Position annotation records
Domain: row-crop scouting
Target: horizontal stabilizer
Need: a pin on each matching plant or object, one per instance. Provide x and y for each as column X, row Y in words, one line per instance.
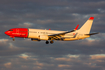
column 92, row 34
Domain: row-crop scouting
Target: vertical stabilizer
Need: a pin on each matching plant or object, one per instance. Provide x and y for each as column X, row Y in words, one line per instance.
column 85, row 29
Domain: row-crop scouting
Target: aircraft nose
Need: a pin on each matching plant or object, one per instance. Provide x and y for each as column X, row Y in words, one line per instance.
column 6, row 32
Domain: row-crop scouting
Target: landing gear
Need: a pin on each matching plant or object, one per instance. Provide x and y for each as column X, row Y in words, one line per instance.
column 51, row 42
column 47, row 42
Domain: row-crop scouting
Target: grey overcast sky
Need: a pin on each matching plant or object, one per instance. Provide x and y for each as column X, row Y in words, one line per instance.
column 24, row 54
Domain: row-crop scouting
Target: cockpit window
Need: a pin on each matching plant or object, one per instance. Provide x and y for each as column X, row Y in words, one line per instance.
column 10, row 30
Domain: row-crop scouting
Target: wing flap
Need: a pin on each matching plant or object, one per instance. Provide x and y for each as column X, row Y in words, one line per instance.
column 92, row 34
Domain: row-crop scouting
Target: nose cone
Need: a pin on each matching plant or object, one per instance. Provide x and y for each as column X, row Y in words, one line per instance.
column 6, row 32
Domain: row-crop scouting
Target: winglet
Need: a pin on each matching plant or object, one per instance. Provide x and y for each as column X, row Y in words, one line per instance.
column 91, row 18
column 76, row 27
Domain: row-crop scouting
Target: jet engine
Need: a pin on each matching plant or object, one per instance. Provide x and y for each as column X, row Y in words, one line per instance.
column 43, row 37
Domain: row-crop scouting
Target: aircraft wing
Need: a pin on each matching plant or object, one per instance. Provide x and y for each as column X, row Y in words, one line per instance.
column 56, row 36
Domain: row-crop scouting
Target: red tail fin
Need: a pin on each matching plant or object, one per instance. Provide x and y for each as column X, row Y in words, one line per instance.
column 76, row 27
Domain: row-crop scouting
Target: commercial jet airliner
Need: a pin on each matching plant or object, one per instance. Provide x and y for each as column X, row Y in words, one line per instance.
column 51, row 35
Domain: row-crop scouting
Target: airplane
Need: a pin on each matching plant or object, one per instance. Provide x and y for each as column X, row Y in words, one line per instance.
column 50, row 35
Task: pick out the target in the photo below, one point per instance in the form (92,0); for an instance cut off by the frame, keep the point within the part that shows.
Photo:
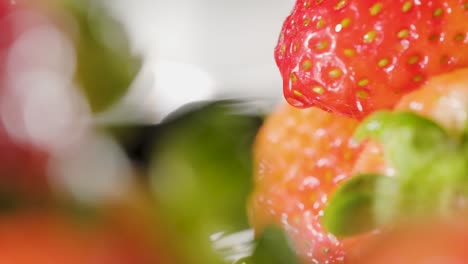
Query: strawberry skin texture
(443,98)
(355,57)
(300,157)
(418,243)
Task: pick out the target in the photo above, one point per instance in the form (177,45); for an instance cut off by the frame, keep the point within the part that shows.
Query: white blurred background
(199,50)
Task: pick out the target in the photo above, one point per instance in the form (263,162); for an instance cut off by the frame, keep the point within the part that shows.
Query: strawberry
(423,144)
(300,157)
(444,98)
(45,237)
(355,57)
(418,243)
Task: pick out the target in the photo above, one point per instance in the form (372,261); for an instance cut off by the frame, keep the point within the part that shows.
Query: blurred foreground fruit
(201,177)
(419,243)
(43,237)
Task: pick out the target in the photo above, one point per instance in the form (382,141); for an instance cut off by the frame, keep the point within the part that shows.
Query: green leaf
(352,208)
(201,176)
(105,64)
(410,142)
(273,247)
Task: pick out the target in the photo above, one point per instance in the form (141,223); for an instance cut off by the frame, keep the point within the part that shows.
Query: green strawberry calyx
(431,176)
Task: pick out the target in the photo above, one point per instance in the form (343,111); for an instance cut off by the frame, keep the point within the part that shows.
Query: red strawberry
(44,237)
(301,156)
(443,98)
(354,57)
(419,243)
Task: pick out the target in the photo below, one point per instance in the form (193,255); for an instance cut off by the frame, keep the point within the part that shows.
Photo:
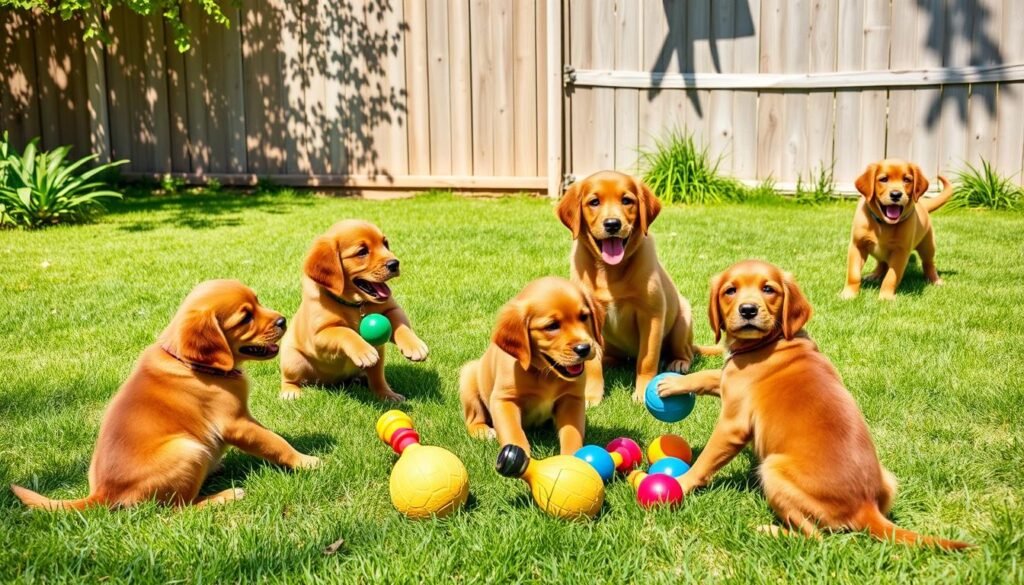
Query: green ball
(376,329)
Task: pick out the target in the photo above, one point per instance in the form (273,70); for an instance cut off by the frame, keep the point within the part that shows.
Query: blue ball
(599,459)
(672,409)
(670,466)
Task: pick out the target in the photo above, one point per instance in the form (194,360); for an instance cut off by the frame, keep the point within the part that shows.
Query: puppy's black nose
(748,310)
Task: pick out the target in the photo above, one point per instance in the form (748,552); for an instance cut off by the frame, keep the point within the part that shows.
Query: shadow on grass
(238,465)
(411,380)
(913,283)
(198,211)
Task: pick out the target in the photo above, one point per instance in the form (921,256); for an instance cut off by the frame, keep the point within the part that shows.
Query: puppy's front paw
(307,462)
(414,349)
(483,432)
(390,397)
(678,366)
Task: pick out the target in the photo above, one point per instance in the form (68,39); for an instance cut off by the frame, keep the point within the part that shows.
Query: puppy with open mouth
(534,369)
(345,277)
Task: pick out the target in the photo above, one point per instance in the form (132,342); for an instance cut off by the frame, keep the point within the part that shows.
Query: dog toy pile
(562,486)
(427,481)
(621,455)
(669,409)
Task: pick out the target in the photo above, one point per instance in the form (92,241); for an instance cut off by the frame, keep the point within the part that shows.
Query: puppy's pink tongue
(611,250)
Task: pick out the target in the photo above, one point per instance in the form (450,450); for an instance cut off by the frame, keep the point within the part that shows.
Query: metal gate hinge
(568,75)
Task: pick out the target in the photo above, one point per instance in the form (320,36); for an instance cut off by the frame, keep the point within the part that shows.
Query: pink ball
(659,489)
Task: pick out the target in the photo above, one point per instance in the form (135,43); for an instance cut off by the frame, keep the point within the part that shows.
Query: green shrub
(984,187)
(820,189)
(680,171)
(40,189)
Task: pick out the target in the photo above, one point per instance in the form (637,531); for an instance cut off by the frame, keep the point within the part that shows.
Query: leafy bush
(680,171)
(821,187)
(40,189)
(984,187)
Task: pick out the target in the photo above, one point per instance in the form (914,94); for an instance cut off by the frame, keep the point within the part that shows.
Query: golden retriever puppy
(892,220)
(345,277)
(613,258)
(534,369)
(168,425)
(818,465)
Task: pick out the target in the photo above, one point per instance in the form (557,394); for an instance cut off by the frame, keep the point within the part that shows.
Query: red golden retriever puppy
(345,276)
(818,465)
(892,220)
(532,370)
(168,425)
(613,258)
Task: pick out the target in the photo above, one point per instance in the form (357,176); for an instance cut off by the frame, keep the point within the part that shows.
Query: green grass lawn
(937,373)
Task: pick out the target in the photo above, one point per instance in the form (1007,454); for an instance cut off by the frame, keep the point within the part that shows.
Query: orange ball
(670,446)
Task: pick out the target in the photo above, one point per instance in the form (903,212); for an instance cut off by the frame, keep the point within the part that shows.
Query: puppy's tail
(40,502)
(883,529)
(932,203)
(707,350)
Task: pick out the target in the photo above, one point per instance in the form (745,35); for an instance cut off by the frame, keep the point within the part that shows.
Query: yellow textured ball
(428,482)
(566,487)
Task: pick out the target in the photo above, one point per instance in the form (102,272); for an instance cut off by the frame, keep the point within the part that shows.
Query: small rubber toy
(670,466)
(376,329)
(669,409)
(655,489)
(563,486)
(621,455)
(427,481)
(670,446)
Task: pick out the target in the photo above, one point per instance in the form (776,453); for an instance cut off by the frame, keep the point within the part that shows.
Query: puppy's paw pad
(308,462)
(678,366)
(483,433)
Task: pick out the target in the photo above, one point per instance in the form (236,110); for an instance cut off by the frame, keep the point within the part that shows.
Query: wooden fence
(471,93)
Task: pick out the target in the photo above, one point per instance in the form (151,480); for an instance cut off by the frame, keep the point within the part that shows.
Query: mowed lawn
(938,374)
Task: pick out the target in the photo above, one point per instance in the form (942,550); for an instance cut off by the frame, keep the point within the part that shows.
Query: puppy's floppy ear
(865,182)
(649,205)
(714,311)
(512,333)
(596,317)
(323,264)
(569,208)
(796,309)
(920,181)
(196,336)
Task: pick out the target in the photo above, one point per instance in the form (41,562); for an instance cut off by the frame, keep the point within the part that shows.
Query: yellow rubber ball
(428,482)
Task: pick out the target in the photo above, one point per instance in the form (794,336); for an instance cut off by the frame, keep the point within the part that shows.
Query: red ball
(658,489)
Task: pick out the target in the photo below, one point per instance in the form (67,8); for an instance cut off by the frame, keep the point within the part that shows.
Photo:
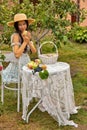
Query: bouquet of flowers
(36,66)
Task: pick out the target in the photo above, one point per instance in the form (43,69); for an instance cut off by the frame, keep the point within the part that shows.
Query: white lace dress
(10,73)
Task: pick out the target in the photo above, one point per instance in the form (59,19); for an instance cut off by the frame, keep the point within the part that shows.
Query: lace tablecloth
(56,92)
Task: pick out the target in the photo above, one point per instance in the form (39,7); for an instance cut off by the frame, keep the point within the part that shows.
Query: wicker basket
(48,58)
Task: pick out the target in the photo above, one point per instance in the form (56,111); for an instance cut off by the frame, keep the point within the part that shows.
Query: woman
(21,43)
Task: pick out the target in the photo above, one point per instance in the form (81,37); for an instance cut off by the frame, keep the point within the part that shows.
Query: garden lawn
(76,56)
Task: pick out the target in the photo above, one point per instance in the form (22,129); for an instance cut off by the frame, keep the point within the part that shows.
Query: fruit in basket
(35,65)
(44,67)
(32,65)
(38,61)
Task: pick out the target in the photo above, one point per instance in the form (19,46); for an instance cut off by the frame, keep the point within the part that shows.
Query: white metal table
(55,93)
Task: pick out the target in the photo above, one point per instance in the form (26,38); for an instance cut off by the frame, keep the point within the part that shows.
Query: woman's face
(22,25)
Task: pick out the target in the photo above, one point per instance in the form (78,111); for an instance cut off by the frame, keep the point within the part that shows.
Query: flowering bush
(2,57)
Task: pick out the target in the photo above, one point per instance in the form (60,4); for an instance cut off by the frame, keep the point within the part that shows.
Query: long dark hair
(19,32)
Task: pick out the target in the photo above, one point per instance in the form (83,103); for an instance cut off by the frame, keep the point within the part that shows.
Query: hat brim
(30,21)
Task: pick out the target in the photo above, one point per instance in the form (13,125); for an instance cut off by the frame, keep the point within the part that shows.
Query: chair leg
(2,93)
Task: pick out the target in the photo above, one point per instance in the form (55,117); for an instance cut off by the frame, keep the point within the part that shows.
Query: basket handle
(46,43)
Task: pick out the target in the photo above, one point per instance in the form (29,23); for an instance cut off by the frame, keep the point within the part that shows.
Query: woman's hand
(26,37)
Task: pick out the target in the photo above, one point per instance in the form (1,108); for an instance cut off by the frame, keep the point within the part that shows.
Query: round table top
(52,68)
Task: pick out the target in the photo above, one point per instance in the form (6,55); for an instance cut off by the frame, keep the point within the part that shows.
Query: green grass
(76,56)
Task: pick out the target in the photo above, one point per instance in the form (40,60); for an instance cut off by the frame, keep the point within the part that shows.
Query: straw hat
(20,17)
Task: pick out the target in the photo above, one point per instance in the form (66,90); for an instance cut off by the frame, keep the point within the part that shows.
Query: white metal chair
(17,82)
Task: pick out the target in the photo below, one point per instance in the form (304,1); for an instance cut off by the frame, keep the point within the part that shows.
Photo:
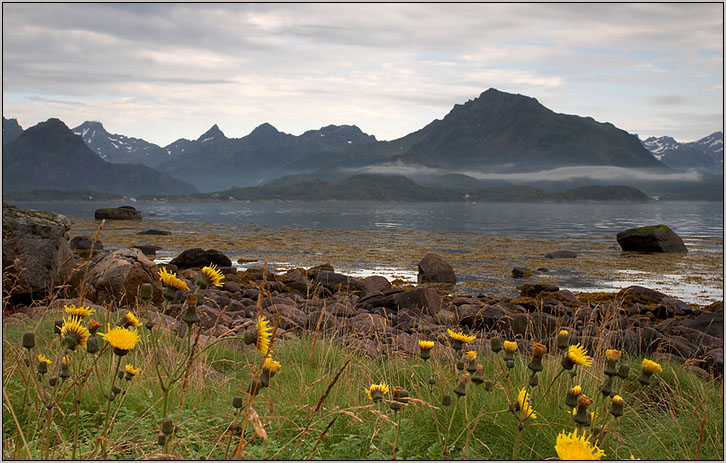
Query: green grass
(678,417)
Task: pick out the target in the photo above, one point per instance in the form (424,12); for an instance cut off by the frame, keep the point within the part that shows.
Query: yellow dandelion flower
(523,401)
(571,447)
(426,345)
(121,338)
(170,280)
(271,365)
(578,355)
(264,331)
(131,320)
(613,354)
(510,346)
(651,367)
(377,391)
(213,275)
(73,333)
(461,337)
(81,312)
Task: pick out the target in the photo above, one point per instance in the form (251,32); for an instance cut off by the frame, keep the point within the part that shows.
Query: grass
(678,417)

■ DO THIS: Extract, word for word, every line from the one holding "the form (13,125);" through the closing line of the data above. Do not include any pictures.

■ ANSWER:
Task: pick out the target in the photo above, one point per instance in the form (13,125); for an instance cut off by the frame, keep the point within the part that shows.
Query: chair leg
(2,93)
Task: pick out the target in the photo above, one point per instance in the form (55,117); for an instance cut off by the frame, keep the point within the part that shows.
Query: basket handle
(46,43)
Task: pick out the target in the photo above, one point per instance in the form (29,23); for an instance cut off by the frame, keep the point within the part that shows.
Query: woman's hand
(26,37)
Task: pick out the target in the photo above, one point per instance in the form (1,108); for an instance cut off by the frame, keep the point within the part that shows.
Query: round table top
(52,68)
Task: pick out the target in the photo above, one point per instance in the form (6,55); for an instance cut off by the frame, keep the point within the part that shows.
Query: green grass
(76,56)
Task: pick out the target in the photo above, one point per instance in the form (40,60); for an instance cut off by the frame, keep the point within the part that shows.
Query: straw hat
(20,17)
Task: pick out the target in the photo above, one point per instance in the form (66,90); for an instance cut off by the frame, keep the point within the part that shows.
Query: white metal chair
(17,82)
Task: pick out the target in the photo below, one point per instance in the form (304,1); for an instance cut off by the frame, keep the point within the part that shows.
Photo:
Query: green grass
(678,417)
Task: pick out the target in the photo above, one point per instance in the form (424,12); for an instance cut off by the frame, keep the point within the part that shows.
Query: yellow dandelion flower
(523,401)
(571,447)
(426,345)
(121,338)
(170,280)
(271,365)
(578,355)
(264,331)
(131,320)
(613,354)
(510,346)
(651,367)
(377,391)
(213,275)
(73,333)
(461,337)
(81,312)
Task: pick out the target in the photo above, one point per instance in the form (251,32); for an instance cut off by the frame, keep the point within the part that shows.
Query: grass
(678,417)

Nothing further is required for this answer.